## [Work request A]
Please output everything in the passage on data splitting from "Temporal splitting respects" down to "information into training.".
## [Work request B]
Answer these questions from the passage on data splitting, one per line:
(i) In the typical temporal split shown, what time range does the validation set cover?
(ii) What can random splitting leak into training?
(iii) In K-fold cross-validation, how is the final validation score produced?

Top of Excerpted passage

If images from the same patient appear in both training and test sets, the model may learn patient-specific artifacts. The test score may overestimate performance on new patients.

Group splitting evaluates generalization to new groups. This is often closer to the real deployment problem.

Temporal Splits

Temporal splitting respects time order.

Training uses earlier data. Validation and test use later data.

This is necessary for forecasting, finance, recommendation systems, logs, and many production systems. Random splitting can leak future information into training.

A typical temporal split:

Split	Time range
Training	January to August
Validation	September to October
Test	November to December

Temporal validation better simulates deployment, where the model is trained on past data and used on future data.

Cross-Validation

Cross-validation is useful when data is limited.

In $K$ -fold cross-validation, the dataset is divided into $K$ folds. The model is trained $K$ times. Each fold is used once as validation data, while the remaining folds are used for training.

The final validation score is averaged across folds.

This gives a more stable estimate than a single split, but it costs more computation.

Bottom of Excerpted passage
Top of Data supplied

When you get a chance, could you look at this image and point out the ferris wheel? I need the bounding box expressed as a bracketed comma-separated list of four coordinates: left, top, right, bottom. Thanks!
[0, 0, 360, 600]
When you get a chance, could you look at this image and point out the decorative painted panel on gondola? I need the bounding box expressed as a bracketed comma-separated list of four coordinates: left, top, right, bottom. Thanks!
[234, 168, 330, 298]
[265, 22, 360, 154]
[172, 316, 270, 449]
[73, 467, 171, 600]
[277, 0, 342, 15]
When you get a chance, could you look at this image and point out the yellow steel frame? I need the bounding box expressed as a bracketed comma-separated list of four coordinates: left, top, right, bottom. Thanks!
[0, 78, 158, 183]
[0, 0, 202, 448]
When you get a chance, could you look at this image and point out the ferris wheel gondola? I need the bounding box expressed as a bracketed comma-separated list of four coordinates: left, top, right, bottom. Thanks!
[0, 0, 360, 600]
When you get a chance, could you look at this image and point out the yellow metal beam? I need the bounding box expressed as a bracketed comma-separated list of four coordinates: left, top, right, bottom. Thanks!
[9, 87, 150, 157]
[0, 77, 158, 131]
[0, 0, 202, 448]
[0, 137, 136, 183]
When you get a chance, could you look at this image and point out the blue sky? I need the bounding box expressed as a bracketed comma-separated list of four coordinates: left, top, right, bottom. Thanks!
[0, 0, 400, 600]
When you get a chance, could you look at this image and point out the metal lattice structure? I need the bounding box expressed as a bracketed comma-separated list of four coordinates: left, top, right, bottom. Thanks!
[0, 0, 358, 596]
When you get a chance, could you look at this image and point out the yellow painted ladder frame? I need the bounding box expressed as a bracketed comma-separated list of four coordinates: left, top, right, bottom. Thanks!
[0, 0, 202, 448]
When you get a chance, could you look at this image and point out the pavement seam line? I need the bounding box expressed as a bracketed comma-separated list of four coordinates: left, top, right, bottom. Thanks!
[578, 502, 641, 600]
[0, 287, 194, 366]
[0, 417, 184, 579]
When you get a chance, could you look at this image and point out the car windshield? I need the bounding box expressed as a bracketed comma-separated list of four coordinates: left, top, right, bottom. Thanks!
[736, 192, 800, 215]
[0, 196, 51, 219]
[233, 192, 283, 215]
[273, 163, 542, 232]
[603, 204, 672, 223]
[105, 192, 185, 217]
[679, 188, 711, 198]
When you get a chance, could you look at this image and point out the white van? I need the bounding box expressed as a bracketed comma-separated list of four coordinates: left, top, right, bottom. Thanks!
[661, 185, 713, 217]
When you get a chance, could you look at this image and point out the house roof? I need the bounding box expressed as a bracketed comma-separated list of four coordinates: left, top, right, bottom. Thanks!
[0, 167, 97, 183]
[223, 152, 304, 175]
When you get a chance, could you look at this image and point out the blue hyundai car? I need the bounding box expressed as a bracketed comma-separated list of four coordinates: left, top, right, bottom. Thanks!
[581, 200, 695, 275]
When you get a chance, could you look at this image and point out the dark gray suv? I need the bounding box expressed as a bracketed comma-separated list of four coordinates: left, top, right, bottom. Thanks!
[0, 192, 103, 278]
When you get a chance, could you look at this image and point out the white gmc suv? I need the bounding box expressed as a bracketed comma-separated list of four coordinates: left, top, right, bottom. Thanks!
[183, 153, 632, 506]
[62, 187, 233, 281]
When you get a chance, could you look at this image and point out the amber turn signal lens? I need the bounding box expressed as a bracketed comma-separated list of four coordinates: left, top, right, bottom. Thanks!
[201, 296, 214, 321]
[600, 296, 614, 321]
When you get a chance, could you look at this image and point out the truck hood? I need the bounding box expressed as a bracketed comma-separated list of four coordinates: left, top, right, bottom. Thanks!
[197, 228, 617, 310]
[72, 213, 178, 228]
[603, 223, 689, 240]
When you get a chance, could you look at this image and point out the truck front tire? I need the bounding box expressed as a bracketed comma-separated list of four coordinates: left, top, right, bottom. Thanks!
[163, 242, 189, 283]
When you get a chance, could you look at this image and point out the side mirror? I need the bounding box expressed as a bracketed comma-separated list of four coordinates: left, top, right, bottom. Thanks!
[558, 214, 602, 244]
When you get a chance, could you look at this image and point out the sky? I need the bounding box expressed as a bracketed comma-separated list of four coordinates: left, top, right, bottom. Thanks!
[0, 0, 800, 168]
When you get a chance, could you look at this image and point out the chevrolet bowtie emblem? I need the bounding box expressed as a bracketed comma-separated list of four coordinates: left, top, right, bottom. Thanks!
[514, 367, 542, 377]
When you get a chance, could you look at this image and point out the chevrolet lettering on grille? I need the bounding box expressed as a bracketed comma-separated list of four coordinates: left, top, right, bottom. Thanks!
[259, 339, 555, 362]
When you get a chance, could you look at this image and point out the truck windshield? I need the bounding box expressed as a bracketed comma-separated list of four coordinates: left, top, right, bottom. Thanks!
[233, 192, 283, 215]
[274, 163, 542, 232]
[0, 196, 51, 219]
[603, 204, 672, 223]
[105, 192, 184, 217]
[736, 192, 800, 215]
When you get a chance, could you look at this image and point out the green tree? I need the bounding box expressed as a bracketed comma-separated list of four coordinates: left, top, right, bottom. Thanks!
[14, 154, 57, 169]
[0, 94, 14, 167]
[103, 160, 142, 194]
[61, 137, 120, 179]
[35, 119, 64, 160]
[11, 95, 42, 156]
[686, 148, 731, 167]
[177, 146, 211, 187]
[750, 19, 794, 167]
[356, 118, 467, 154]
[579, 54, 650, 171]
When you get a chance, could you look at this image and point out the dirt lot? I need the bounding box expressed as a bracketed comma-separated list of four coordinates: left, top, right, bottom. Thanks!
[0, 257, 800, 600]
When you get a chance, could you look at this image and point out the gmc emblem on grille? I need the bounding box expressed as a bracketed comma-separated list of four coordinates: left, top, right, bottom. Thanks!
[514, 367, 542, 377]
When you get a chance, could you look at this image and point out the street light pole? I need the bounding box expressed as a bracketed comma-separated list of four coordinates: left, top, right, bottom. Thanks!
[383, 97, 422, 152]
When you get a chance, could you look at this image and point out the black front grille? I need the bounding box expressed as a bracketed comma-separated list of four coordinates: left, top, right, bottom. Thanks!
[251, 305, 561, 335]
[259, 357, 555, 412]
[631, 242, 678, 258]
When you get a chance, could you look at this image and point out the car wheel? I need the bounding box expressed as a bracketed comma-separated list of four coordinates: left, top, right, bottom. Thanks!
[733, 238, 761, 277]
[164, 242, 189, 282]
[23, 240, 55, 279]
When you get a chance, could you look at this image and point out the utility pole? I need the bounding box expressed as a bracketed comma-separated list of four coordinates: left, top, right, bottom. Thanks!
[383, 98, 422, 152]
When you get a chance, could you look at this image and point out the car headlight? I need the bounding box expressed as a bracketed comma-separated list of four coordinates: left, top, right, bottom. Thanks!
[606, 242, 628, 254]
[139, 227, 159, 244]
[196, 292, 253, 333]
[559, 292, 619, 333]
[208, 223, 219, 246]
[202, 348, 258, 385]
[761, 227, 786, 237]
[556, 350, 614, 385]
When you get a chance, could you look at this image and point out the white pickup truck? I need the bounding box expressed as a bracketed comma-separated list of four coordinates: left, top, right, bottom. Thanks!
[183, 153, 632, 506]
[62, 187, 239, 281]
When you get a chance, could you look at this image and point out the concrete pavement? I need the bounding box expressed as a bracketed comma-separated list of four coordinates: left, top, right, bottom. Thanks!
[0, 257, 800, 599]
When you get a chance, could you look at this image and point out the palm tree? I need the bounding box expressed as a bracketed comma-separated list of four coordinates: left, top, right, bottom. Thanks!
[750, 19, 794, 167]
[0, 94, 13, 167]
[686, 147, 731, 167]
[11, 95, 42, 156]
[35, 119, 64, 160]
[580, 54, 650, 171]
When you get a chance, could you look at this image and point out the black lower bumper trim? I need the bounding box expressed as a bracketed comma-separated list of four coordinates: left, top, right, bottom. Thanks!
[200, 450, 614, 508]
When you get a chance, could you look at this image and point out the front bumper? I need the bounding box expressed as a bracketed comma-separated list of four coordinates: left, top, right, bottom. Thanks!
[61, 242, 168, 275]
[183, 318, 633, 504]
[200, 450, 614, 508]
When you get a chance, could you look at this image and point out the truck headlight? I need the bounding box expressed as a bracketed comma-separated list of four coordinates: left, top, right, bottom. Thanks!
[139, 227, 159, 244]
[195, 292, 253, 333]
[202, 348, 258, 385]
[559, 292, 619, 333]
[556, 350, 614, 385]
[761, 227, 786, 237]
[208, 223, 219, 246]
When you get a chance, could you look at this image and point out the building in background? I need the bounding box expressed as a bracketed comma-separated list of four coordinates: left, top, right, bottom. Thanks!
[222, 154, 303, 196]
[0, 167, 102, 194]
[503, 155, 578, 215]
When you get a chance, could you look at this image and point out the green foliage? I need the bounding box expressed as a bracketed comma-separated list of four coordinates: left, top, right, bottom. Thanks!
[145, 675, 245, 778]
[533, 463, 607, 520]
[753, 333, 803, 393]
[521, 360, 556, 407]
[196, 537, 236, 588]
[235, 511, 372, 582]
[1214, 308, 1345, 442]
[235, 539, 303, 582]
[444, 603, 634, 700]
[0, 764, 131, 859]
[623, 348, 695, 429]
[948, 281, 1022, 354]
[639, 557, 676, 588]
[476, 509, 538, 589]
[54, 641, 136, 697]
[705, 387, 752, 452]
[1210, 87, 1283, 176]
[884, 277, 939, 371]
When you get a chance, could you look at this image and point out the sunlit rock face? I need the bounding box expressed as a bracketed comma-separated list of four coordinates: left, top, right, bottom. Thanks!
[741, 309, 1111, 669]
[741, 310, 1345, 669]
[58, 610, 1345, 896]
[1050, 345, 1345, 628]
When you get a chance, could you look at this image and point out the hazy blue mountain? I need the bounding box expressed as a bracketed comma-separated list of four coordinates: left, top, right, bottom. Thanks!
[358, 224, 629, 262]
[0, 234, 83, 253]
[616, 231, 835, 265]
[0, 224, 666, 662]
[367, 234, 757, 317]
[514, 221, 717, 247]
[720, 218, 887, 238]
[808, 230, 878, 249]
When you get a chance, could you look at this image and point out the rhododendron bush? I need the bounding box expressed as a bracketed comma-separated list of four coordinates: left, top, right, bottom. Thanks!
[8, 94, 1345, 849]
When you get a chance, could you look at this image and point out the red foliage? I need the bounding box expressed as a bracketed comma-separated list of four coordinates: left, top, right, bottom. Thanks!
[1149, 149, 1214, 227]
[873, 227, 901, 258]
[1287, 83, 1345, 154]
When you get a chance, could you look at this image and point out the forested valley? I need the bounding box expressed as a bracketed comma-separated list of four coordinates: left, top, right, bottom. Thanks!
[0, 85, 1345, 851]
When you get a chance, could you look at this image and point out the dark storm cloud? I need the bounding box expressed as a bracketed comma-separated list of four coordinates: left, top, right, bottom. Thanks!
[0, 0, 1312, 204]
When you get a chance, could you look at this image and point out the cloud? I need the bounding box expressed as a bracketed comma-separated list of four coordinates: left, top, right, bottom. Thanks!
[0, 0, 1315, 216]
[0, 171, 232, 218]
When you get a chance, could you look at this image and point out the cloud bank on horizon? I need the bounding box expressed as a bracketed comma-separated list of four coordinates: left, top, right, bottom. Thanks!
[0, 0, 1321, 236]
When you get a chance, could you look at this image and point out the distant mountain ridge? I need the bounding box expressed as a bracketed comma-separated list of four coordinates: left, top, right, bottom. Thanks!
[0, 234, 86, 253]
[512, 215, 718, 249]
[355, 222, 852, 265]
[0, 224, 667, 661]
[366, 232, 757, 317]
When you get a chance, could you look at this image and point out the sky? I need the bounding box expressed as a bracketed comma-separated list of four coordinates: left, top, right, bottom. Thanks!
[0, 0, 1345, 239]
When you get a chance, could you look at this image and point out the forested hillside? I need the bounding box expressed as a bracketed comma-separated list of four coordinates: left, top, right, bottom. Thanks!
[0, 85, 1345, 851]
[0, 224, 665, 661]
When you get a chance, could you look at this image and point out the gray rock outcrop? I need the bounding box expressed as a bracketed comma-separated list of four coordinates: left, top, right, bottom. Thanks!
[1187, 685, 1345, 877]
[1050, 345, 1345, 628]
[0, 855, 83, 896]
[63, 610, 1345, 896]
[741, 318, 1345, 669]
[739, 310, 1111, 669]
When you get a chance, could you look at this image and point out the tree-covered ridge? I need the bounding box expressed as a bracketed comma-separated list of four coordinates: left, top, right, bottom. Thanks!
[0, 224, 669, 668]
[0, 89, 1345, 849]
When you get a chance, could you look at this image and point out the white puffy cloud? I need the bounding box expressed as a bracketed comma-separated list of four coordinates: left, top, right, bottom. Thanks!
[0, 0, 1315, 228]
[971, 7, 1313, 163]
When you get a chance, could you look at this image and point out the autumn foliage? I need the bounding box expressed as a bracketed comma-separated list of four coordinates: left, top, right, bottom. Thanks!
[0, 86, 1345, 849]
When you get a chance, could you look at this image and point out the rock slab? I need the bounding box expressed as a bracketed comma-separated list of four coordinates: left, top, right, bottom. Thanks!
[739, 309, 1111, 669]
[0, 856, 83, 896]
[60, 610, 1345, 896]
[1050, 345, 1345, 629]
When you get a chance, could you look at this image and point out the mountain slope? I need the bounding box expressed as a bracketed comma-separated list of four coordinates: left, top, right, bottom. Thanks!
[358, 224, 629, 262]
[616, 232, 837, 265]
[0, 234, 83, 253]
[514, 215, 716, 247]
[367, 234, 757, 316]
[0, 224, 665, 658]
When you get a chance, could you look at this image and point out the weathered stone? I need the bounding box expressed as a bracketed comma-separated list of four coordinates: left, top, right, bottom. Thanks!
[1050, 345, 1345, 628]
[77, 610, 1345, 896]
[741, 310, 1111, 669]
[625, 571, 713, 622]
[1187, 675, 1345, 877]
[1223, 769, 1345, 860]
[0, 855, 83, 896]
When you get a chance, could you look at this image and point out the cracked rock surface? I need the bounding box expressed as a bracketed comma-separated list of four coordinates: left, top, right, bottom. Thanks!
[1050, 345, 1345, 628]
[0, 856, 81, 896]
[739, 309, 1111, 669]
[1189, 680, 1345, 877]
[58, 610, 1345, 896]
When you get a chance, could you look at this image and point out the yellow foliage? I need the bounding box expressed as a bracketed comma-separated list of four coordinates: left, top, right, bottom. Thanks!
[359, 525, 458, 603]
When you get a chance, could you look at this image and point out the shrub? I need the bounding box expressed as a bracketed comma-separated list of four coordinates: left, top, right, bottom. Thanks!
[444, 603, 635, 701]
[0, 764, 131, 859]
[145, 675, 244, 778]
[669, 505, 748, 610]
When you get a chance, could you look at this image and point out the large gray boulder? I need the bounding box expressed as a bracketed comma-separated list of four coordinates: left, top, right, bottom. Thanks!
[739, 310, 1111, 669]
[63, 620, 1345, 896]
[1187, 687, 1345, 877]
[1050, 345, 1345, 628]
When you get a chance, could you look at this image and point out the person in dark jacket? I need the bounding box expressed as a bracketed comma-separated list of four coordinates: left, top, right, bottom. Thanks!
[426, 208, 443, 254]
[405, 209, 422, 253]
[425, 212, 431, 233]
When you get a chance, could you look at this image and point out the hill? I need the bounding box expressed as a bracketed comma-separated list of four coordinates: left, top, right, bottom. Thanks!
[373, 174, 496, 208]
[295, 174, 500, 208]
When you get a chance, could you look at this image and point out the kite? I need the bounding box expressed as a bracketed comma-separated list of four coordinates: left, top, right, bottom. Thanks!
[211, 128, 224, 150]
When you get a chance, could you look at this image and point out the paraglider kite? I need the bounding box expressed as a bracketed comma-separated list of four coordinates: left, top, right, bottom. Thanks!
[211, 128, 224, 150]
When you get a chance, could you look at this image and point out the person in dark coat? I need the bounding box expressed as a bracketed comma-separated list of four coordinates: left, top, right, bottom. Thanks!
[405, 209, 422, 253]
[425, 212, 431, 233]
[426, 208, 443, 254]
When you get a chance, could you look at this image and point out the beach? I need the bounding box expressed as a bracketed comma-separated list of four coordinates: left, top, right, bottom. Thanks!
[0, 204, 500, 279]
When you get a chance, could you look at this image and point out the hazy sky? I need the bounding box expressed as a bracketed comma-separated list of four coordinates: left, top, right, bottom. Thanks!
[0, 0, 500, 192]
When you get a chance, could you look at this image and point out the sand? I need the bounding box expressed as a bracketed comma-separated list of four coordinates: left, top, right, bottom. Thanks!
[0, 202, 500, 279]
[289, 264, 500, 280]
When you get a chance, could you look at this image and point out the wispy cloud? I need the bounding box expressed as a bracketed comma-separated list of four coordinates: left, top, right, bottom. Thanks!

Bottom of Data supplied

## [Response box A]
Temporal splitting respects time order.

Training uses earlier data. Validation and test use later data.

This is necessary for forecasting, finance, recommendation systems, logs, and many production systems. Random splitting can leak future information into training.

## [Response box B]
(i) September to October.
(ii) Future information.
(iii) It is averaged across folds.